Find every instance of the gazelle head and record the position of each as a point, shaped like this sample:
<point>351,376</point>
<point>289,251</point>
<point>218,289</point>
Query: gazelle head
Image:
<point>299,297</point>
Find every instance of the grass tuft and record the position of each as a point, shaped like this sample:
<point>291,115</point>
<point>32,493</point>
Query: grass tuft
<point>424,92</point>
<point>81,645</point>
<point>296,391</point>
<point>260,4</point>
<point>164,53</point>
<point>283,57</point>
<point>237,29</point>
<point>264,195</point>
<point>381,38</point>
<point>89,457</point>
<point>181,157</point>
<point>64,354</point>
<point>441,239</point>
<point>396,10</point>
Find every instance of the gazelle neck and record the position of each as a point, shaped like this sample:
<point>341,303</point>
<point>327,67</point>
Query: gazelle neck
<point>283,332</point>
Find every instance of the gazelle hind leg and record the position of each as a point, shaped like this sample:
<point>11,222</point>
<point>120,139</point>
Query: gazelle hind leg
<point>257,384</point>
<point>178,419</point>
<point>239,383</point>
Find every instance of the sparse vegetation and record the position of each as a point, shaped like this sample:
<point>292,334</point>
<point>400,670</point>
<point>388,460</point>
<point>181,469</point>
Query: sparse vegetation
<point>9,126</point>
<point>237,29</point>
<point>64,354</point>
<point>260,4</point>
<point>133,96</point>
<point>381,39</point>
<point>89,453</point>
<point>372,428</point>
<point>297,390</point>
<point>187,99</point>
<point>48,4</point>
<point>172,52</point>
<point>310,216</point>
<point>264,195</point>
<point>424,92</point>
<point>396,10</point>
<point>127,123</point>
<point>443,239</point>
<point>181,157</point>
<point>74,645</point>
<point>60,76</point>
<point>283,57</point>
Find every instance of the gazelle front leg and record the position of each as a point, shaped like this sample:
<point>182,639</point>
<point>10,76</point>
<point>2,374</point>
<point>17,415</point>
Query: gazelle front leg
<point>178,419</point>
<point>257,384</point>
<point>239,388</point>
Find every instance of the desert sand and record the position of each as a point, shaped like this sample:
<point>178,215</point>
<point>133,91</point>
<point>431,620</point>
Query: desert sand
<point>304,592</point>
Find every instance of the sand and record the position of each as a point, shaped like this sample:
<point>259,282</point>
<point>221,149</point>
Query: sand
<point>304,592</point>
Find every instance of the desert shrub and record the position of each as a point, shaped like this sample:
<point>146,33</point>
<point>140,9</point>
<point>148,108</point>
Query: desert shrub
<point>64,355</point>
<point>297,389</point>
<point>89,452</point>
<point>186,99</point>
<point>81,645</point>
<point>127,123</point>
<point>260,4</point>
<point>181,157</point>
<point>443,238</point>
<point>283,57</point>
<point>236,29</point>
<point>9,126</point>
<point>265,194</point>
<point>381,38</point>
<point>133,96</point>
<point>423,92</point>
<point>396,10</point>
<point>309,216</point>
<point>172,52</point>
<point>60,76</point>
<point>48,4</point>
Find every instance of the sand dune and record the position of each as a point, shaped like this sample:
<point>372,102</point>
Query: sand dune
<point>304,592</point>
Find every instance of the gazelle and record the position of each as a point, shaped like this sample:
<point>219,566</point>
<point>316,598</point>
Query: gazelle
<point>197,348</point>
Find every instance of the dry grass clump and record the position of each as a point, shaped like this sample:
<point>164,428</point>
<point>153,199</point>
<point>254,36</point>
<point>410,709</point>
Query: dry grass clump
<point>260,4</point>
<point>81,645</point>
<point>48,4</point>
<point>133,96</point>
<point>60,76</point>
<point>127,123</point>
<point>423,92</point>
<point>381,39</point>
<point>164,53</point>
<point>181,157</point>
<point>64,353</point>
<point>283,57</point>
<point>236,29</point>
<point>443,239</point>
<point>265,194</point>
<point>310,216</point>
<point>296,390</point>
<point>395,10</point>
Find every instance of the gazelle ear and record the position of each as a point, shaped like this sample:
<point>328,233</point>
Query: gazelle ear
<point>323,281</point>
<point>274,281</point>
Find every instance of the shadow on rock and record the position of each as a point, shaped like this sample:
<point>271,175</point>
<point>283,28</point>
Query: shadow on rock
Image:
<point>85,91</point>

______________________________

Recast every line of the rows above as a Markdown table with two columns, Index and Line. Number the lines in order and leave out any blank ones.

| Index | Line |
|---|---|
| 1 | Find every instance of the gazelle head and record the position of each as a point, shaped like this sample: |
| 2 | <point>351,376</point> |
| 3 | <point>289,251</point> |
| 4 | <point>218,289</point> |
| 5 | Query: gazelle head |
| 6 | Image: |
| 7 | <point>299,297</point> |
| 8 | Find every instance of the grass tuft and record the position of each as a point, shaped like this sample: |
| 9 | <point>291,115</point> |
| 10 | <point>32,493</point> |
| 11 | Query: grass tuft |
| 12 | <point>424,92</point> |
| 13 | <point>81,645</point> |
| 14 | <point>296,391</point> |
| 15 | <point>260,4</point> |
| 16 | <point>164,53</point> |
| 17 | <point>283,57</point> |
| 18 | <point>237,29</point> |
| 19 | <point>264,195</point> |
| 20 | <point>381,38</point> |
| 21 | <point>89,457</point> |
| 22 | <point>181,157</point> |
| 23 | <point>64,354</point> |
| 24 | <point>441,239</point> |
| 25 | <point>396,10</point> |
| 26 | Find every instance of the gazelle neck and record the position of each as a point, shaped like this sample: |
| 27 | <point>341,303</point> |
| 28 | <point>327,67</point> |
| 29 | Query: gazelle neck |
| 30 | <point>283,332</point> |
| 31 | Find every instance of the gazelle hind leg and record the position of each as a point, shaped like this sample: |
| 32 | <point>11,222</point> |
| 33 | <point>120,139</point> |
| 34 | Query: gazelle hind leg |
| 35 | <point>257,384</point> |
| 36 | <point>178,419</point> |
| 37 | <point>239,383</point> |
| 38 | Find every instance of the sparse vegetation and record the position of each as a point, shaped like this sample: |
| 39 | <point>292,334</point> |
| 40 | <point>400,670</point> |
| 41 | <point>388,460</point> |
| 42 | <point>181,469</point> |
| 43 | Query: sparse vegetation |
| 44 | <point>9,126</point> |
| 45 | <point>237,29</point> |
| 46 | <point>64,354</point> |
| 47 | <point>260,4</point> |
| 48 | <point>133,96</point> |
| 49 | <point>381,39</point> |
| 50 | <point>89,453</point> |
| 51 | <point>372,428</point> |
| 52 | <point>297,390</point> |
| 53 | <point>187,99</point> |
| 54 | <point>48,4</point> |
| 55 | <point>172,52</point> |
| 56 | <point>310,216</point> |
| 57 | <point>264,195</point> |
| 58 | <point>424,92</point> |
| 59 | <point>396,10</point> |
| 60 | <point>127,123</point> |
| 61 | <point>443,239</point> |
| 62 | <point>181,157</point> |
| 63 | <point>74,645</point> |
| 64 | <point>60,76</point> |
| 65 | <point>283,57</point> |
| 66 | Find every instance of the gazelle front leg and record the position of each as a point, shaped like this sample: |
| 67 | <point>182,639</point> |
| 68 | <point>10,76</point> |
| 69 | <point>2,374</point> |
| 70 | <point>17,415</point> |
| 71 | Query: gazelle front leg |
| 72 | <point>178,419</point> |
| 73 | <point>257,384</point> |
| 74 | <point>239,388</point> |
| 75 | Find every instance of the desert sand and record the position of each as a point, shaped like this sample: |
| 76 | <point>178,215</point> |
| 77 | <point>133,91</point> |
| 78 | <point>431,620</point> |
| 79 | Query: desert sand |
| 80 | <point>304,592</point> |
| 81 | Find every instance of the sand and record the position of each as a point, shaped like this sample: |
| 82 | <point>259,282</point> |
| 83 | <point>221,149</point> |
| 84 | Query: sand |
| 85 | <point>304,592</point> |
| 86 | Find every instance of the desert shrub and record the position of each as a point, shaped like this sample: |
| 87 | <point>146,33</point> |
| 88 | <point>140,9</point> |
| 89 | <point>148,108</point> |
| 90 | Query: desert shrub |
| 91 | <point>64,355</point> |
| 92 | <point>297,389</point> |
| 93 | <point>89,452</point> |
| 94 | <point>186,99</point> |
| 95 | <point>81,645</point> |
| 96 | <point>127,123</point> |
| 97 | <point>260,4</point> |
| 98 | <point>181,157</point> |
| 99 | <point>443,238</point> |
| 100 | <point>283,57</point> |
| 101 | <point>236,29</point> |
| 102 | <point>9,126</point> |
| 103 | <point>265,194</point> |
| 104 | <point>381,38</point> |
| 105 | <point>133,96</point> |
| 106 | <point>423,92</point> |
| 107 | <point>396,10</point> |
| 108 | <point>309,216</point> |
| 109 | <point>172,52</point> |
| 110 | <point>60,76</point> |
| 111 | <point>48,4</point> |
| 112 | Find every instance of the sand dune and record the position of each as a point, shaped like this sample: |
| 113 | <point>372,102</point> |
| 114 | Query: sand dune |
| 115 | <point>304,592</point> |
| 116 | Find every instance of the gazelle and record the position of each as a point, shaped like this sample: |
| 117 | <point>219,566</point> |
| 118 | <point>316,598</point> |
| 119 | Query: gazelle |
| 120 | <point>197,348</point> |
| 121 | Find every instance of the dry grass clump and record the position of each as a point, shaped like this sample: |
| 122 | <point>164,428</point> |
| 123 | <point>153,199</point> |
| 124 | <point>254,36</point> |
| 125 | <point>410,709</point> |
| 126 | Query: dry grass clump |
| 127 | <point>260,4</point> |
| 128 | <point>81,645</point> |
| 129 | <point>48,4</point> |
| 130 | <point>133,96</point> |
| 131 | <point>60,76</point> |
| 132 | <point>127,123</point> |
| 133 | <point>423,92</point> |
| 134 | <point>381,39</point> |
| 135 | <point>164,53</point> |
| 136 | <point>181,157</point> |
| 137 | <point>64,353</point> |
| 138 | <point>283,57</point> |
| 139 | <point>236,29</point> |
| 140 | <point>443,239</point> |
| 141 | <point>265,194</point> |
| 142 | <point>310,216</point> |
| 143 | <point>296,390</point> |
| 144 | <point>395,10</point> |
| 145 | Find every instance of the gazelle ear and record the position of each as a point, shaped like this sample: |
| 146 | <point>328,233</point> |
| 147 | Query: gazelle ear |
| 148 | <point>323,281</point> |
| 149 | <point>274,281</point> |
| 150 | Find every instance of the shadow on rock and record the position of each as a point, shaped like this sample: |
| 151 | <point>271,175</point> |
| 152 | <point>283,28</point> |
| 153 | Query: shadow on rock |
| 154 | Image: |
| 155 | <point>85,91</point> |